• _What needs to be done_
Pick up the article on Gaël Richard's HI-Audio project at the point where it ends, and keep writing it.

• _Source extract_
BEGIN
Posts

Audio and machine learning: Gaël Richard’s award-winning project

Gaël Richard, a researcher in Information Processing at Télécom Paris, has been awarded an Advanced Grant from the European Research Council (ERC) for his project entitled HI-Audio. This initiative aims to develop hybrid approaches that combine signal processing with deep machine learning for the purpose of understanding and analyzing sound.

Artificial intelligence now relies heavily on deep neural networks, which have a major shortcoming: they require very large databases for learning,” says Gaël Richard, a researcher in Information Processing at Télécom Paris. He believes that “using signal models, or physical sound propagation models, in a deep learning algorithm would reduce the amount of data needed for learning while still allowing for the high controllability of the algorithm.” Gaël Richard plans to pursue this breakthrough via his HI-Audio* project, which won an ERC Advanced Grant on April 26, 2022

For example, the integration of physical sound propagation models can improve the characterization and configuration of the types of sound analyzed and help to develop an automatic sound recognition system. “The applications for the methods developed in this project focus on the analysis of music signals and the recognition of sound scenes, which is the identification of the recording’s sound environment (outside, inside, airport) and all the sound sources present,” Gaël Richard explains.

Industrial applications

Learning sound scenes could help autonomous cars identify their surroundings. The algorithm would be able to identify the surrounding sounds using microphones. The vehicle would be able to recognize the sound of a siren and its variations in sound intensity. Autonomous cars would then be able to change lanes to let an ambulance or fire engine pass, without having to “see” it in the detection cameras. The processes developed in the HI-Audio project could be applied to many other areas. The algorithms could be used in predictive maintenance to control the quality of parts in a production line. A car part, such as a bumper, is typically controlled based on the sound resonance generated when a non-destructive impact is applied.

The other key applications for the HI-Audio project are in the field of AI for music, particularly to assist musical creation by developing new interpretable methods for sound synthesis and transformation.
END
• _Dataset excerpt_
BEGIN
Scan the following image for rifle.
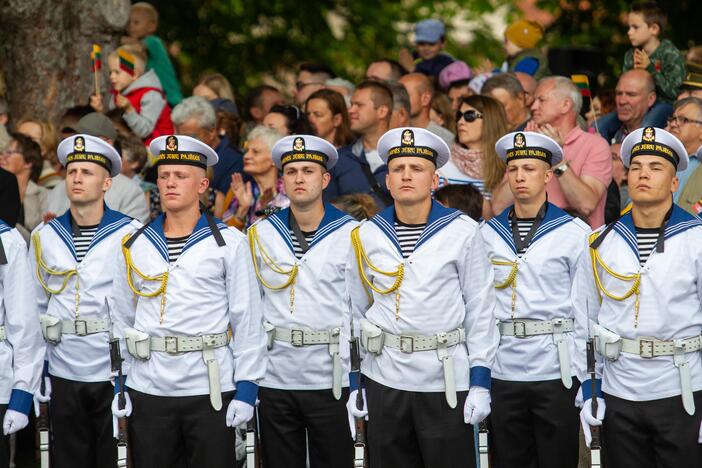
END
• _Reply_
Machine learning and music

One of the goals of this project is to build a database of music recordings from a wide variety of styles and different cultures,” Gaël Richard explains. “This database, which will be automatically annotated (with precise semantic information), will expand the research to include less studied or less distributed music, especially from audio streaming platforms,” he says. One of the challenges of this project is that of developing algorithms capable of recognizing the words and phrases spoken by the performers, retranscribing the music regardless of its recording location, and contributing new musical transformation capabilities (style transfer, rhythmic transformation, word changes).

One important aspect of the project will also be the separation of sound sources,” Gaël Richard says. In an audio file, the separation of sources, which in the case of music are each linked to a different instrument, is generally achieved via filtering or “masking”. The idea is to hide all other sources until only the target source remains. One less common approach is to isolate the instrument via sound synthesis. This involves analyzing the music to characterize the sound source to be extracted in order to reproduce it. For Gaël Richard, “the advantage is that, in principle, artifacts from other sources are entirely absentIn addition, the synthesized source can be controlled by a few interpretable parameters, such as the fundamental frequency, which is directly related to the sound’s perceived pitch,” he says. “This type of approach opens up tremendous opportunities for sound manipulation and transformation, with real potential for developing new tools to assist music creation,” says Gaël Richard.

*HI-Audio will start on October 1st, 2022 and will be funded by the ERC Advanced Grant for five years for a total amount of €2.48 million.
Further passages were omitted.